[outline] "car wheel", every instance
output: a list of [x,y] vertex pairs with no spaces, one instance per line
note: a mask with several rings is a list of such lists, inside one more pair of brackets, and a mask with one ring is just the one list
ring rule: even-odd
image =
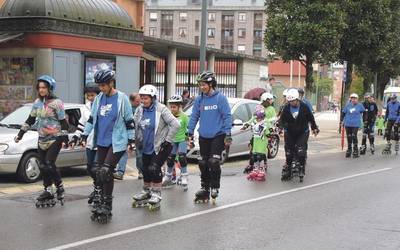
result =
[[38,181],[40,179],[39,164],[39,155],[36,152],[25,154],[18,166],[18,180],[26,183]]
[[279,136],[272,135],[271,141],[268,144],[268,159],[276,157],[279,151]]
++++++++++
Brief
Scan the data for lines containing "with" and copy all of them.

Completed task
output: a list of [x,y] vertex pairs with no spaces, one instance per line
note: a mask with several rings is a list of such lists, inside one more pair of brackets, and a mask with one ring is just the one list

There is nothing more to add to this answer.